[Dataset entries]
— Start —

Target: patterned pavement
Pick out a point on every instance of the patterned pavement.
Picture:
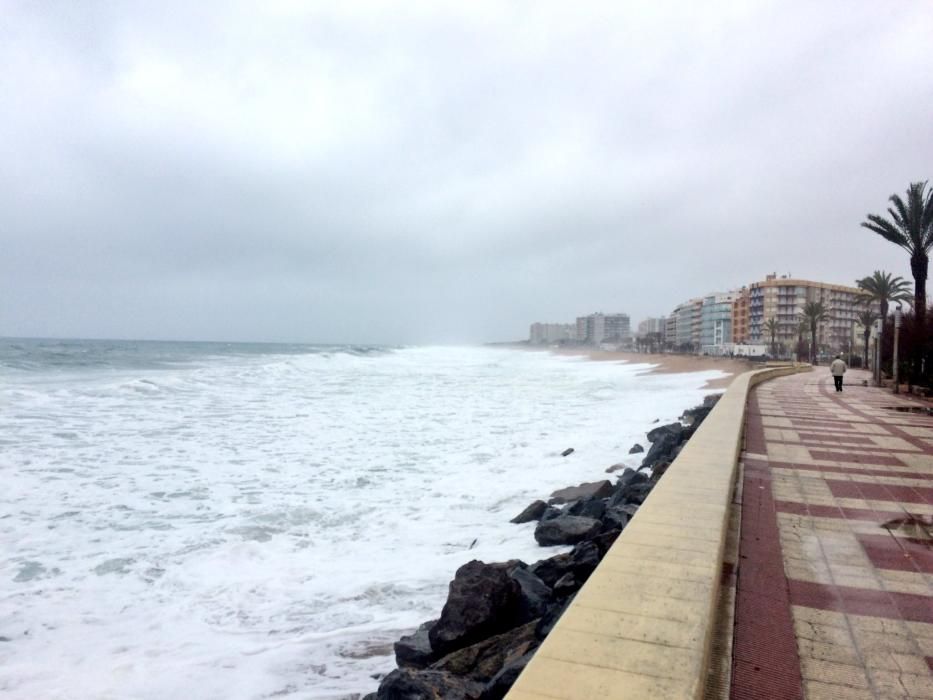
(834, 581)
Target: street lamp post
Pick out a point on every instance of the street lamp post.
(897, 330)
(876, 365)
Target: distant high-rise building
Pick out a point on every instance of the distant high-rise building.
(784, 298)
(740, 332)
(546, 333)
(716, 321)
(604, 328)
(688, 325)
(652, 325)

— End —

Reproduce verbatim every line of the records, from the line containing "Target: street lamp post" down to the end of the records, both ends included.

# [SOLUTION TO THE PROBLEM]
Target: street lamp post
Pick out a point on every instance of the street lamp post.
(897, 330)
(876, 365)
Target: distant high-rise building
Pick out a point on every instance of the distant high-rise building.
(784, 298)
(740, 332)
(546, 333)
(716, 321)
(604, 328)
(688, 325)
(652, 325)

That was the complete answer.